> Assignment: Among the entries below, find the lines that hold the word "drawer" and report them.

> Materials provided:
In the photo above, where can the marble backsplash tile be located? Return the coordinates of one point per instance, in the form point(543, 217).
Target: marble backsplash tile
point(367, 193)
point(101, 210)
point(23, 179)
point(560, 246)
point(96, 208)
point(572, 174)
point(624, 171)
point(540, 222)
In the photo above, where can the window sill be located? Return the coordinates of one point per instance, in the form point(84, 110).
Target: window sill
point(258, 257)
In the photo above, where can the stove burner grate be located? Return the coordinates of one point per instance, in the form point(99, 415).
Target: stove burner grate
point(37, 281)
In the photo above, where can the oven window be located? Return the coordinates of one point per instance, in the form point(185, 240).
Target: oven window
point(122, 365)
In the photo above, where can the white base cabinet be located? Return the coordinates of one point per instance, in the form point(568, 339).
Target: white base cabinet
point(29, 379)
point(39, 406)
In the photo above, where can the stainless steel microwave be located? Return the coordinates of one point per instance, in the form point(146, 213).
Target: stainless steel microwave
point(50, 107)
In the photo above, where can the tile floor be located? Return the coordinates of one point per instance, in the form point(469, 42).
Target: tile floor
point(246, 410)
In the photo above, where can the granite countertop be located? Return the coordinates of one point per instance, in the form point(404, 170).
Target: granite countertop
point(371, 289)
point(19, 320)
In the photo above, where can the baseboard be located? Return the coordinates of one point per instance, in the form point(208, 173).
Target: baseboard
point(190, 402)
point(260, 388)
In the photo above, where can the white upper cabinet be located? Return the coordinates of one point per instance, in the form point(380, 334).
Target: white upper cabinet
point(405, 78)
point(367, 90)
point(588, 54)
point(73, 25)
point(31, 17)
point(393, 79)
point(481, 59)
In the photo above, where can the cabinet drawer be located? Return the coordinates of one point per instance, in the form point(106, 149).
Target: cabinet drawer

> Solved problem:
In the photo above, where can the cabinet drawer be located? Return the coordinates of one point per instance, in the form point(106, 149).
Target: cabinet drawer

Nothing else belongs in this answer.